## Extrait cité
# # #

Macbeth Underworld de Pascal Dusapin : La vie rêvée des morts

Jarrett Ott (Macbeth), Katarina Bradić (Lady Macbeth). Photographie © Stefan Brion.

« Tous sont morts, mais certains ne le savent pas ». C’est par cette formule qu’Agnès Terrier, dramaturge de l’Opéra-Comique, résume l’argument de Macbeth Underworld, le huitième opéra de Pascal Dusapin créé en 2019 à la Monnaie de Bruxelles et qui attendait depuis, sa reprise à l’Opéra-Comique.

Le livret de Frédéric Royer, directement inspiré de la pièce de Shakespeare dont il reprend ou réinvente certaines formules, nous entraîne dans un temps où passé et présent se confondent et où les (anti)héros du drame revivent les étapes de leur damnation. Dans cet au-delà, seules les sorcières (The Weird Sisters), celles qui ont trompé Macbeth sur sa destinée et continuent à le railler, semblent vivantes. Les costumes du reste le disent clairement, couleurs pour elles et neutralisées blanchâtre pour tous les autres.

D’entrée de jeu, Banquo apparaît avec un poignard planté dans le dos et tous les crimes ont déjà été commis. Aux deux protagonistes, le librettiste ajoute une figure, celle de l’enfant non né, désiré, mais impossible, puisque Lady a renoncé à la douceur du lait maternel et a demandé aux forces de l’Enfer de la « dessexuer ». C’est lui qui au final les condamnera à errer sans repos au fil de huit scènes qui sont leur cauchemar éternel.

# # #

## Données affichées
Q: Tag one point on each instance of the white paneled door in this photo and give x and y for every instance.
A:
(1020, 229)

# # #

## Énoncé 1
D'après l'extrait sur Macbeth Underworld, en quelle année et dans quelle salle cet opéra a-t-il été créé ?
## Énoncé 2
Prolongez l'extrait sur l'opéra Macbeth Underworld à partir de sa dernière phrase.
Les lignes constituent un matériau à part, distinct de l'extrait sur l'opéra.

## Résultat 1
Il a été créé en 2019 à la Monnaie de Bruxelles.

## Résultat 2
Jarrett Ott (Macbeth), Katarina Bradić (Lady Macbeth), Maria Carla Pino Cury, Mélanie Boisvert, Melissa Zgouridi (Weird Sisters). Photographie © Stefan Brion.

Pour donner réalité à ce rêve post-mortem, Thomas Jolly et son décorateur, Bruno de Lavenère, ont imaginé un univers plongé dans la pénombre où un grand arbre décharné s’ouvre pour laisser place à un palais sombre et glacé, où apparaît le lit conjugal comme seul lieu de refuge pour les époux maudits, où entre néons blancs et rougeoyants se lit l’alternance du crime et du remords. Un portail surmonté d’un massacre de cerf, sans doute la porte des enfers autant que du palais, sert de cadre à la scène du portier, figure de bouffon ou de sacrificateur, qui introduit la célèbre scène de somnambulisme de Lady Macbeth (n° 7 « Va-t’en, maudite tache de sang »). Banquo revenu une fois de plus y apparaît comme une sorte de figure du Commandeur.

La partition de Pascal Dusapin joue de grands aplats sonores où sont largement sollicités percussions et cuivres. Elle ne s’allège que pour la « scène d’amour » des époux (no 3 « Ne dors plus ») qu’accompagne l’archiluth de Caroline Delume. Le compositeur invente également pour le chœur féminin un Requiem dérisoire où « Nox » a remplacé « Lux » pour précéder « Perpetua » (no 4). Un violoneux vient brièvement tenter d’animer le plateau pour la scène du banquet (no 5 « Regarde le spectre entrer) où Macbeth est hanté par le spectre de Banquo. Selon son goût, on pourra trouver la musique hypnotique ou, sur la longueur (1 h 45), quelque peu répétitive malgré ces quelques trouées dans une texture assez uniforme.

John Graham Hall (Porter), Rachel Masclet - Maîtrise Populaire de l’Opéra-Comique (Child). Photographie © Stefan Brion.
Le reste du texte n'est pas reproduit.